O Procon-SP, por sua vez, chama a atenção para a disparidade entre as tarifas praticadas pelos bancos. Pesquisa do órgão, divulgada no fim de junho, revela que a diferença de valor entre os serviços bancários prioritários pode chegar a 447,50%. Para o serviço “Pagamento de contas utilizando a função crédito do cartão”, o menor valor cobrado foi R$ 4, pelo Banco do Brasil, e o maior, R$ 21,90, pelo Santander. A pesquisa analisou e comparou serviços

prioritários e pacotes padronizados de sete instituições financeiras: Banco do Brasil, Bradesco, CEF, HSBC, Itaú, Safra e Santander. Os dados foram coletados nos próprios sites dos bancos.

 

Segundo Cristina Martinussi, na comparação entre 2015 e 2016, a maior variação foi de 198,25%, no serviço Depósito Identificado no Banco do Brasil. Em 16/6/15, o custo desse serviço era de R$ 2,85, em 2/6/16, passou para R$ 8,50.

 

Na comparação entre os bancos, feita pelo Procon-SP, a maior diferença foi encontrada no Pacote Padronizado IV. O menor valor cobrado por ele é de R$ 25,50 no HSBC, enquanto no Itaú o mesmo pacote custa R$ 36 41,18% mais caro.

 

A Fundação Procon-SP lembra que o Banco Central estabelece um rol de ser- viços gratuitos, que pode ser boa opção para o consumidor que não utiliza a conta corrente com frequência. Mas no caso de optar pela contratação de um pacote, o correntista deve verificar se os serviços inclusos e suas respectivas quantidades estão de acordo com sua utilização, e sempre observar se a instituição financeira oferece algum desconto no pacote, em função do seu relacionamento com ela.

 

NA ERA DIGITAL

A utilização de novas tecnologias, com o oferecimento de serviços, tais como SMS, token e agências virtuais, também é fonte de preocupação. Questionado sobre se esses novos serviços podem ser tarifados, Sidney Ferreira explica que a Resolução 3.919 admite a cobrança pela prestação do serviço diferenciado, como envio de mensagem automática relativa à movimentação, ou lançamento em conta de depósitos ou de cartão de crédito. “A cobrança de tarifas, nesse caso, pressupõe que o serviço tenha sido objeto de contratação prévia pelo cliente, com a explicitação de suas condições de utilização e de pagamento. Quanto ao fornecimento de token e à disponibilização de agências virtuais, a regulamentação vigente não prevê a possibilidade de cobrança de tarifas específicas”.

TRECHO DOS DADOS
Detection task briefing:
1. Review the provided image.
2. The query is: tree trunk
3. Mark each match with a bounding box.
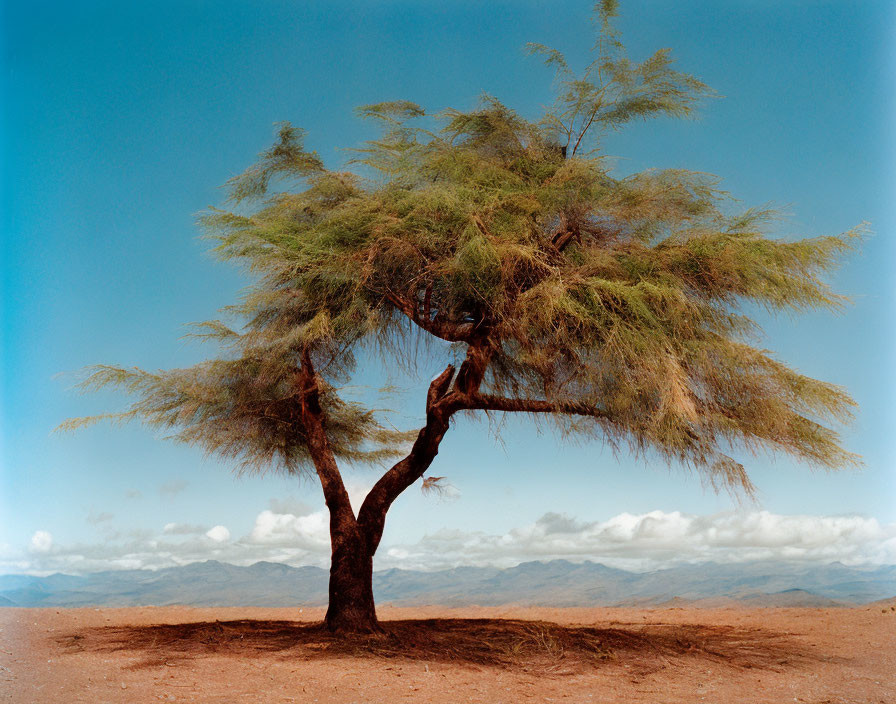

O QUE SE PEDE
1. Segundo o texto, qual banco cobrou o menor valor pelo serviço “Pagamento de contas utilizando a função crédito do cartão”?
2. Reescreva a passagem do texto que vai de "Segundo Cristina Martinussi, na" até "para R$ 8,50.", trocando "Depósito Identificado" por "Transferência Agendada".

RESPOSTAS POR TAREFA
1. O Banco do Brasil, que cobrou R$ 4.

2.
Segundo Cristina Martinussi, na comparação entre 2015 e 2016, a maior variação foi de 198,25%, no serviço Transferência Agendada no Banco do Brasil. Em 16/6/15, o custo desse serviço era de R$ 2,85, em 2/6/16, passou para R$ 8,50.